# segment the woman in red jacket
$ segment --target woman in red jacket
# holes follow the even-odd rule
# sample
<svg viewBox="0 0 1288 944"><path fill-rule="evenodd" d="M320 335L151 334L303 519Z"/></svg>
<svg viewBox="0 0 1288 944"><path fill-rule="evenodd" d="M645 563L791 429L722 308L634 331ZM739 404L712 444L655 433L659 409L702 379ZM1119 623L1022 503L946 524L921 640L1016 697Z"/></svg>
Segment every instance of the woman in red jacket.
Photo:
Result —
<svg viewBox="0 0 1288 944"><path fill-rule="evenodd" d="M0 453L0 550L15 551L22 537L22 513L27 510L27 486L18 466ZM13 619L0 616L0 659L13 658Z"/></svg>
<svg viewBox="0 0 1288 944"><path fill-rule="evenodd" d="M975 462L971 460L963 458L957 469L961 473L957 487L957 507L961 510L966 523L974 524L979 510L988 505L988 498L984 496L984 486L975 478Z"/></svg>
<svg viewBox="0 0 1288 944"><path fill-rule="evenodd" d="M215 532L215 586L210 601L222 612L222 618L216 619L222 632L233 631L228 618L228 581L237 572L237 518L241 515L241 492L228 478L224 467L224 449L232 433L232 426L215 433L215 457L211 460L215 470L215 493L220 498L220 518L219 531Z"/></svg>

:::::

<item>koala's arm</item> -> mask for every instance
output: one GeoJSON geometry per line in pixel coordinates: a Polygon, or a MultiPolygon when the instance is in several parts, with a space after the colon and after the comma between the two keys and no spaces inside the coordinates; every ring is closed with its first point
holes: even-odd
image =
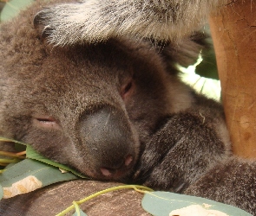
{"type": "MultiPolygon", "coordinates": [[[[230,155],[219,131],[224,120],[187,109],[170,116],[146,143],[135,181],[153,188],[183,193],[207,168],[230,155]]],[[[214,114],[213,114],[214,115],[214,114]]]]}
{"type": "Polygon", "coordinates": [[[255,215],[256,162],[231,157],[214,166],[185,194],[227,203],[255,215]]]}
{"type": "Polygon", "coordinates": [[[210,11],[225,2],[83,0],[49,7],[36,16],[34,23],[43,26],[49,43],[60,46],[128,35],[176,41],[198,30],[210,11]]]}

:::::

**WORK INSTRUCTIONS:**
Can you copy out, character for character, the records starting at the line containing "# segment the woman in red jacket" and ending at the line containing "462L971 460L963 458L957", with both of those lines included?

**COMPLETED TASK:**
# segment the woman in red jacket
$ segment --target woman in red jacket
# holes follow the even-odd rule
# sample
<svg viewBox="0 0 1288 944"><path fill-rule="evenodd" d="M320 335L151 334L303 519Z"/></svg>
<svg viewBox="0 0 1288 944"><path fill-rule="evenodd" d="M645 563L791 429L722 308L634 331ZM739 404L712 444L655 433L659 409L702 379ZM1119 623L1022 503L946 524L921 640L1016 697Z"/></svg>
Segment every instance of the woman in red jacket.
Photo:
Result —
<svg viewBox="0 0 1288 944"><path fill-rule="evenodd" d="M0 453L0 550L15 551L22 537L22 513L27 510L27 486L18 466ZM13 619L0 616L0 659L13 658Z"/></svg>
<svg viewBox="0 0 1288 944"><path fill-rule="evenodd" d="M975 462L971 460L963 458L957 469L961 473L957 487L957 507L961 510L966 523L974 524L979 510L988 505L988 498L984 496L984 486L975 478Z"/></svg>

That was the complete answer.